++++ Provided entries ++++

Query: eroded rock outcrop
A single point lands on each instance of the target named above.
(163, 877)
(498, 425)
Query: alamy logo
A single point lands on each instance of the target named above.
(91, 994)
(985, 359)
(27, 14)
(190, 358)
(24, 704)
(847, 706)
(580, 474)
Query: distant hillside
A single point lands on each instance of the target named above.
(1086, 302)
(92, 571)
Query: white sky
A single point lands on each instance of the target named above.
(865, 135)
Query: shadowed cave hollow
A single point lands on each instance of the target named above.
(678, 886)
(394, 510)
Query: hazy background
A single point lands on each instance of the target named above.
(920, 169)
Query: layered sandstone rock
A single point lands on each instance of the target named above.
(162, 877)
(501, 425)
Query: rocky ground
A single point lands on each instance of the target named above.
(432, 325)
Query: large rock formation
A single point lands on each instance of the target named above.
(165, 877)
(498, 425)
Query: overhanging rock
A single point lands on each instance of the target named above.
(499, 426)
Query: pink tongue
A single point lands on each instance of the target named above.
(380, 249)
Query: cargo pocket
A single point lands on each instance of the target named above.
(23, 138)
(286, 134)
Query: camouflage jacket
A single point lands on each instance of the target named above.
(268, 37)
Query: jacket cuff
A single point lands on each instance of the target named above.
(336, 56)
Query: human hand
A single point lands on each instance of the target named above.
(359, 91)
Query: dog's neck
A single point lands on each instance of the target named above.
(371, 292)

++++

* [Work instructions]
Your reply must contain each entry, reproduced exactly.

* [Answer to the problem]
Query: eroded rock outcrop
A single point lands on each instance of the target named above.
(163, 877)
(498, 425)
Query: alamy logo
A single point lands on each instance of the target named above.
(91, 994)
(985, 359)
(27, 14)
(190, 358)
(24, 704)
(847, 706)
(580, 474)
Query: distant hillside
A single point lands on each instance of the target named above.
(1086, 302)
(92, 571)
Query: white sky
A single point lands on each instance of the target named above.
(865, 135)
Query: shadowed cave hollow
A single point lands on each instance of the target named above.
(678, 886)
(394, 510)
Query: hazy background
A single point lands on each instance of the target named above.
(920, 169)
Query: layered sandstone rock
A single point lands on each instance of the target named above.
(162, 877)
(501, 425)
Query: rocky ground
A single point lands on each instance of the target named above.
(432, 325)
Query: large rock formation
A single point lands on each instance of the target named above.
(165, 877)
(498, 425)
Query: overhanging rock
A single point lands on each instance of the target named above.
(499, 426)
Query: pink tongue
A single point lands on each instance of the target named above.
(380, 249)
Query: cargo pocket
A single point lands on each instance of the target named above.
(23, 138)
(286, 134)
Query: camouflage jacket
A single point lands on each instance of the target named above.
(268, 37)
Query: jacket cuff
A single point lands on each instance of the target named above.
(336, 56)
Query: human hand
A single point lands on each instance of the target named above.
(359, 91)
Query: dog's neck
A single point lands on each instance of the target named above.
(371, 292)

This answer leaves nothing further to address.